## [EXERCISE]
Beneath this task are records; count the lines among them that contain the word "screen" and answer with the number only.

## [PROVIDED RECORDS]
──────────────────────────────
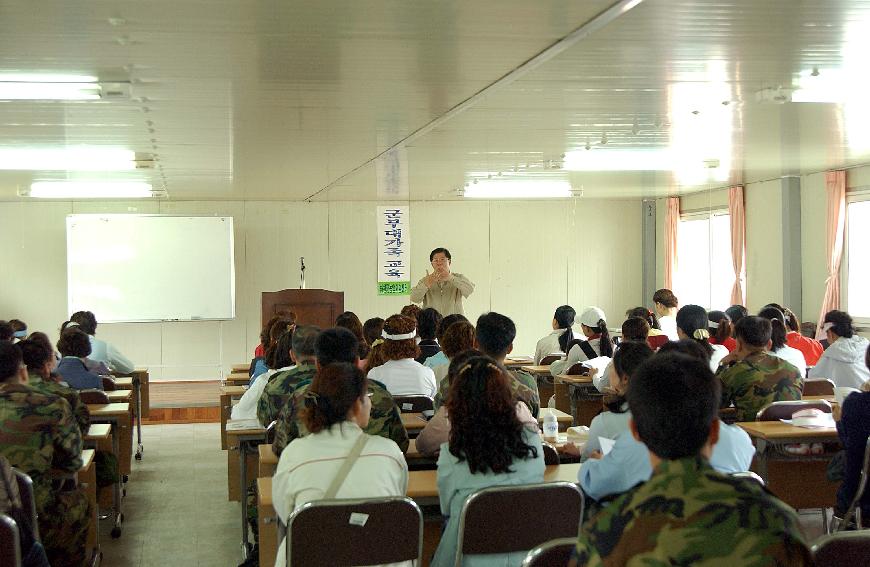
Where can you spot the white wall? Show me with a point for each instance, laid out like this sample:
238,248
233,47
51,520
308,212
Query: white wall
525,258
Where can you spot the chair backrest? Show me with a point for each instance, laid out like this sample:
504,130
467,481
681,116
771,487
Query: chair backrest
784,410
362,532
822,387
93,397
555,552
10,545
414,404
560,503
842,548
28,498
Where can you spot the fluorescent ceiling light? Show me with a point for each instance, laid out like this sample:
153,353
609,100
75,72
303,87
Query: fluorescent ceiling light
67,159
519,189
90,189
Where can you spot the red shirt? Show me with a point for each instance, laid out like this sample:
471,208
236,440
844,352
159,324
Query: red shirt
811,348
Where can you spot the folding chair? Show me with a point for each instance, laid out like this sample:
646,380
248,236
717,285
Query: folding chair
843,548
482,525
360,532
820,387
555,552
10,545
414,404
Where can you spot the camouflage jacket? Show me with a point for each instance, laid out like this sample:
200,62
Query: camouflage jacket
756,381
38,434
279,389
689,514
384,419
79,408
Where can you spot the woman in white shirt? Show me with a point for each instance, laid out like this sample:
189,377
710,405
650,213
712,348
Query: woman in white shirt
593,323
778,346
337,407
401,374
692,324
557,342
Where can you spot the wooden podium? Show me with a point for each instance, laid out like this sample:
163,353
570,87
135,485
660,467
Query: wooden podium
312,306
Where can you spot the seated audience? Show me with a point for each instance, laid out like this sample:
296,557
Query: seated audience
336,413
778,346
721,331
558,340
39,436
333,346
488,446
692,324
427,323
593,324
687,513
853,425
75,347
458,338
494,336
843,361
101,351
401,374
666,305
751,378
280,386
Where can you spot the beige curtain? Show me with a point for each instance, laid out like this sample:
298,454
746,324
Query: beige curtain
835,184
737,215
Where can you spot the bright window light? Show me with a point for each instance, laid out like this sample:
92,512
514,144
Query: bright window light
90,189
519,189
67,159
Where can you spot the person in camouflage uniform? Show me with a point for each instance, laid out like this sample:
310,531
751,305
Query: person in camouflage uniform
281,385
494,336
687,513
39,436
752,378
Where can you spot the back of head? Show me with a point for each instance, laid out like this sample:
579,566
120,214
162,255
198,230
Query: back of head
495,333
635,329
459,337
840,323
331,395
666,297
778,329
754,332
674,399
86,320
74,342
427,323
336,345
10,361
304,339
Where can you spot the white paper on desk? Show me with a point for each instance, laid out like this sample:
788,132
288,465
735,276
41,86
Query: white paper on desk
606,444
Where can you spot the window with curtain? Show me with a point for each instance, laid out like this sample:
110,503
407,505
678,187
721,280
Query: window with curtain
704,274
858,270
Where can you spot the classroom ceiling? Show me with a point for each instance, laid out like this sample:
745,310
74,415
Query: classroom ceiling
296,100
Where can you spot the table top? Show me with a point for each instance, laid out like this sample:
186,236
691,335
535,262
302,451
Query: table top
98,431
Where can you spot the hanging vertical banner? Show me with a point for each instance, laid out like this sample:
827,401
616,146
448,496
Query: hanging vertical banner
394,249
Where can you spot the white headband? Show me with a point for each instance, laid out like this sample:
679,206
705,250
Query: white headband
406,336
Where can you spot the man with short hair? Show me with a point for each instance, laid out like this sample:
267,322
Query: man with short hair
494,335
753,378
281,385
340,345
40,437
687,513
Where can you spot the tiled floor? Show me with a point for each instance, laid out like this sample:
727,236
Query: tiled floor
176,510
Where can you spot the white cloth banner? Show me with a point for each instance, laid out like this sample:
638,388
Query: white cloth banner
394,249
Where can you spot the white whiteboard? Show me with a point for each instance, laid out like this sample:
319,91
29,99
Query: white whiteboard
150,267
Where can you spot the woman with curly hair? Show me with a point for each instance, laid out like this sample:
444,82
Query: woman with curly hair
401,374
488,446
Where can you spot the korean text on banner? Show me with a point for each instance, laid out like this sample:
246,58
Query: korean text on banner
394,247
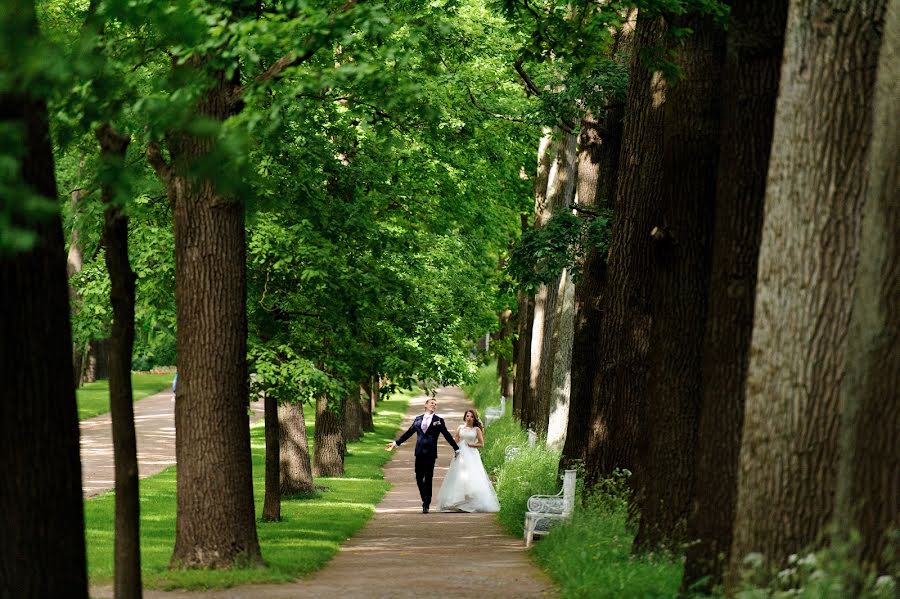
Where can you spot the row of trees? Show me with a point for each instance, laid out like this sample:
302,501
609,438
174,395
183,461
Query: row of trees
734,344
324,189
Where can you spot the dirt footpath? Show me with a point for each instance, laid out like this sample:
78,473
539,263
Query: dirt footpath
405,553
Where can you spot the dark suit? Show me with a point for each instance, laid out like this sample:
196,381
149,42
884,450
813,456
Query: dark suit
426,451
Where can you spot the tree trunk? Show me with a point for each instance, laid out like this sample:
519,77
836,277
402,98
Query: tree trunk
42,551
598,161
215,522
749,88
113,146
681,266
620,380
868,484
352,417
560,192
367,404
272,500
807,264
503,362
296,472
328,442
527,367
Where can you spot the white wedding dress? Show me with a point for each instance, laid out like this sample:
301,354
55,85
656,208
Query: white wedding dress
467,487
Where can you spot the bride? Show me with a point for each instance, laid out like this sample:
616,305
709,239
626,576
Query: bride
467,487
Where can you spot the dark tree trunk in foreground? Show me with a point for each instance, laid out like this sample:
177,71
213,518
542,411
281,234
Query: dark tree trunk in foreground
113,146
749,88
868,488
272,500
42,550
620,381
352,417
807,265
216,524
328,441
681,267
296,471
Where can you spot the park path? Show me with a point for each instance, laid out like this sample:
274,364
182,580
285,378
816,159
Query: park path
404,553
154,424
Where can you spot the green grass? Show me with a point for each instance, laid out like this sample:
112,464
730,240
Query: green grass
589,556
310,533
93,398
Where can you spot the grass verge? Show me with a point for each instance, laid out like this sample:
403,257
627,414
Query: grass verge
590,555
310,533
93,398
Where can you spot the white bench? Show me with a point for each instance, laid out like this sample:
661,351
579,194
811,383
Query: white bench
492,414
546,510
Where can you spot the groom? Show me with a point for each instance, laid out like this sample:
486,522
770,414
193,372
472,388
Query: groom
427,428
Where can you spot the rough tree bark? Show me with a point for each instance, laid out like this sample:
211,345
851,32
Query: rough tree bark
749,90
352,422
328,440
526,370
42,551
559,309
296,471
807,264
682,259
272,499
620,376
868,484
215,521
113,146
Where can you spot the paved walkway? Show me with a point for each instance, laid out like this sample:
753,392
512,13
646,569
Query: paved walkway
154,423
405,553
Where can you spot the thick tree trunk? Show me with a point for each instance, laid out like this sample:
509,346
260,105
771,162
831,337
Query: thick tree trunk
560,193
624,335
807,264
367,404
527,367
272,500
598,160
42,551
113,146
868,485
328,442
352,417
215,523
749,88
296,471
682,259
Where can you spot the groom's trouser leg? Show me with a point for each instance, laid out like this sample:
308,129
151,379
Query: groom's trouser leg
424,474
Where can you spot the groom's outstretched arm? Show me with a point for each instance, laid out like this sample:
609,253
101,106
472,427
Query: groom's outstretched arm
449,438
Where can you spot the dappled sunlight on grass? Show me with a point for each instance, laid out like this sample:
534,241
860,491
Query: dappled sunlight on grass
93,398
310,533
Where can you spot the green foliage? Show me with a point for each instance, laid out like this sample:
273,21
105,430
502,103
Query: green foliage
542,253
590,555
93,398
310,533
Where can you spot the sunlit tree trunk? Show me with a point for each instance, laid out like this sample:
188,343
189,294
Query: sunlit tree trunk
215,522
749,91
296,471
807,263
42,551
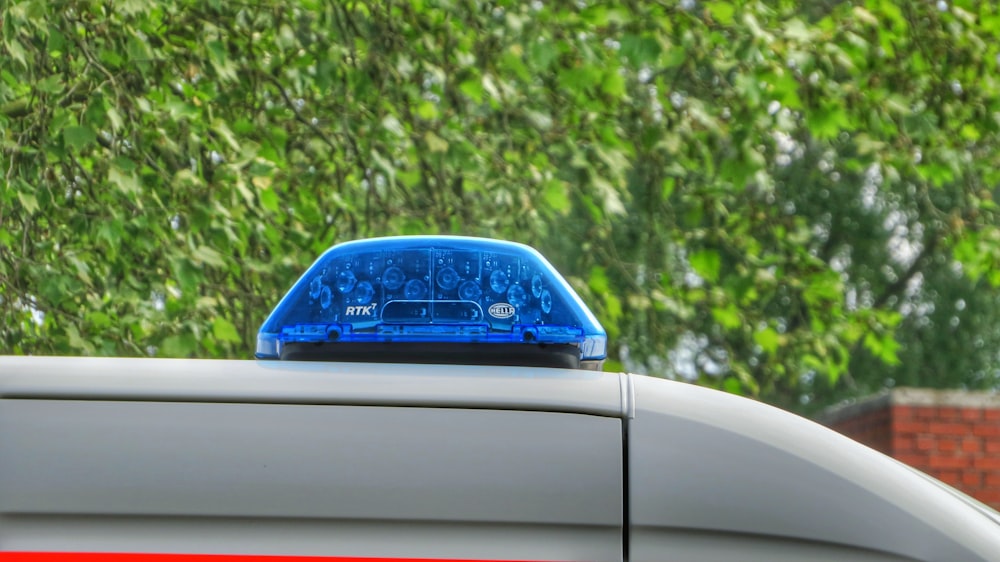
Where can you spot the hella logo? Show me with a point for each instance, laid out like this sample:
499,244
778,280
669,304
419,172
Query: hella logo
501,310
360,310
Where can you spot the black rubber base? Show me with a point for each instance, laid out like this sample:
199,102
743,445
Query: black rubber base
563,356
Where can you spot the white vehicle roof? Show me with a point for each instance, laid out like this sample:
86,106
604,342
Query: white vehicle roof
701,467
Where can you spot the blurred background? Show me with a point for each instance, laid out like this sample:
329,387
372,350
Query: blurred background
790,201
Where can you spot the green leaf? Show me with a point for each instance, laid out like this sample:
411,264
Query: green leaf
78,137
183,345
732,386
224,330
827,122
208,256
640,50
722,12
707,264
768,339
728,316
28,201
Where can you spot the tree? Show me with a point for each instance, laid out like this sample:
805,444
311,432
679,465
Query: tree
755,195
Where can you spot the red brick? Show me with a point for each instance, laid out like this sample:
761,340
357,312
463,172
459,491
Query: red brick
902,412
914,460
900,444
911,427
986,430
926,443
971,445
989,463
971,479
947,445
950,477
948,428
940,461
947,413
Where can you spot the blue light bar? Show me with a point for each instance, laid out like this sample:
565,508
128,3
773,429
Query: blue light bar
443,289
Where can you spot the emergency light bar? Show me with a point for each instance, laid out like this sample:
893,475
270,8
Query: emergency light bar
423,292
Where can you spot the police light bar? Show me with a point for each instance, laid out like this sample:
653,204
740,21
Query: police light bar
429,290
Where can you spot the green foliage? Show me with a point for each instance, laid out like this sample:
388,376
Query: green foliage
770,198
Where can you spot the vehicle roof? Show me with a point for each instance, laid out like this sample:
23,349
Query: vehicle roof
295,382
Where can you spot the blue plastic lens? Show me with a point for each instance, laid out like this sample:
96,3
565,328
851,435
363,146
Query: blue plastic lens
346,281
447,278
432,288
415,290
498,281
470,291
393,278
364,293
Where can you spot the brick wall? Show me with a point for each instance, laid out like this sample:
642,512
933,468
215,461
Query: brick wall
951,435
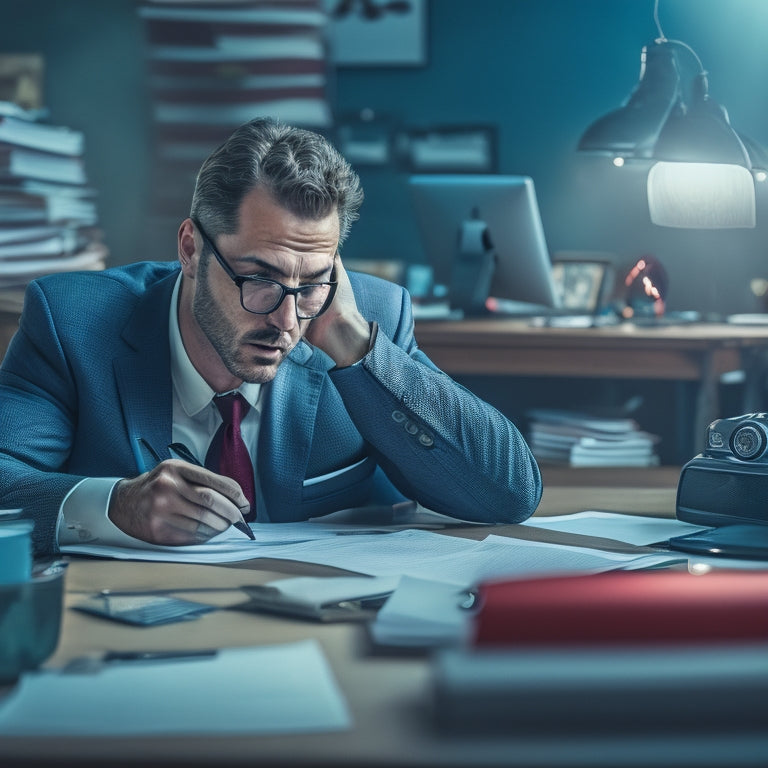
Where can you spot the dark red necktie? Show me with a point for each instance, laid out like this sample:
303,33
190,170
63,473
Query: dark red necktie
228,454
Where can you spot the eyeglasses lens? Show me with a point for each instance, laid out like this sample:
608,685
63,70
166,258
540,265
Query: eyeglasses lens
264,297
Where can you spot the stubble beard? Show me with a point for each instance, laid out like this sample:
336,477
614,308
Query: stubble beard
223,337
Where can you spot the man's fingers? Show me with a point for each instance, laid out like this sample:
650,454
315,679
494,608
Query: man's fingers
202,480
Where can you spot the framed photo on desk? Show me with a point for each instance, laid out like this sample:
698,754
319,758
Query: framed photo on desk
582,284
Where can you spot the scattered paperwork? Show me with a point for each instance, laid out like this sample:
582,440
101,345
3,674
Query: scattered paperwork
270,689
418,553
631,529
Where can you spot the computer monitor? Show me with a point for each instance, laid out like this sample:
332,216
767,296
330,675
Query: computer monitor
509,211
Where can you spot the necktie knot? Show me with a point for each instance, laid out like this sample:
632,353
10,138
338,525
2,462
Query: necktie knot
228,454
232,407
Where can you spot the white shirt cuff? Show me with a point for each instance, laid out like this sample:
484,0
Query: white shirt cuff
84,519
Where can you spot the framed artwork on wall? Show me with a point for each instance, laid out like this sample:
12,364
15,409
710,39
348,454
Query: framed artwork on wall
368,33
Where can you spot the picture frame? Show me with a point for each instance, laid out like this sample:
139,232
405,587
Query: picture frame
582,284
369,33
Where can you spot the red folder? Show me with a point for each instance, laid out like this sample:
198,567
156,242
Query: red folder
624,607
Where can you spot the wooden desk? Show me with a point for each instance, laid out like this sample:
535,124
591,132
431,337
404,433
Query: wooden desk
698,353
388,695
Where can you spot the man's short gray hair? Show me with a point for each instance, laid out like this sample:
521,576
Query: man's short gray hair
302,171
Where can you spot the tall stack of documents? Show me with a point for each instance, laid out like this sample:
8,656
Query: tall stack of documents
585,440
47,212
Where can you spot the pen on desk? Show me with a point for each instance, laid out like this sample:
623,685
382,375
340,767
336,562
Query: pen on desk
113,656
183,452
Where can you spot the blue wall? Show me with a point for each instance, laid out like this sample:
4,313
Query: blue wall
540,70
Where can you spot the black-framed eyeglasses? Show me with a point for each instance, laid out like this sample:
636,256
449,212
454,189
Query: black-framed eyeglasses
261,295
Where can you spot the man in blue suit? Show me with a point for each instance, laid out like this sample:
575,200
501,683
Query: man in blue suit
111,371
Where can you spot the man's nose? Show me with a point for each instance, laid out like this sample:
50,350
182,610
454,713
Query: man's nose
284,317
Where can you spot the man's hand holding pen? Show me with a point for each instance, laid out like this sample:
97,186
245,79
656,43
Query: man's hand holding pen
176,503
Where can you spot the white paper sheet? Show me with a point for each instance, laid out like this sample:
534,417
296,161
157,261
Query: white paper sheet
270,689
631,529
422,554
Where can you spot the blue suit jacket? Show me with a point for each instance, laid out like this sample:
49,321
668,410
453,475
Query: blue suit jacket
88,375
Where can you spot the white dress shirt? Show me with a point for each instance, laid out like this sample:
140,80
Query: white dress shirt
83,516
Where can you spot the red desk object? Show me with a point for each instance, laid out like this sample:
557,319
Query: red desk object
629,607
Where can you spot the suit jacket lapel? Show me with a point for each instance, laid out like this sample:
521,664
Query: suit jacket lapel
287,425
143,374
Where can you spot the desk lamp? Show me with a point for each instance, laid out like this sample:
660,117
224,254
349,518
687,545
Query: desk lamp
703,172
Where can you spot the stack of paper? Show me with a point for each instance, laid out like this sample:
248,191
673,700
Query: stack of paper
584,440
47,213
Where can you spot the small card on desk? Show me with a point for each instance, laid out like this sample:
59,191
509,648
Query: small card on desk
144,610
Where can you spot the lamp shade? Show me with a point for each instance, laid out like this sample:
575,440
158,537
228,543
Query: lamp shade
701,196
633,128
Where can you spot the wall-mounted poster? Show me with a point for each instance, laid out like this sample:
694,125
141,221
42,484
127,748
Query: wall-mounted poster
377,32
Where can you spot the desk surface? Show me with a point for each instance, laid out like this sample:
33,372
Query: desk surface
388,695
508,346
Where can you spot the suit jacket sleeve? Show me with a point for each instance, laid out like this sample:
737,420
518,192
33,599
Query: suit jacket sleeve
436,441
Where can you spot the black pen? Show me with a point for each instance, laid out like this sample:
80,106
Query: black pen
183,452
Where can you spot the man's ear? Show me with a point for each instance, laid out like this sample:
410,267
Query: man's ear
189,247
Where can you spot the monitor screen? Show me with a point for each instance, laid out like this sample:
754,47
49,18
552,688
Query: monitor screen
──────────────────────────────
## [EXPECTED ANSWER]
2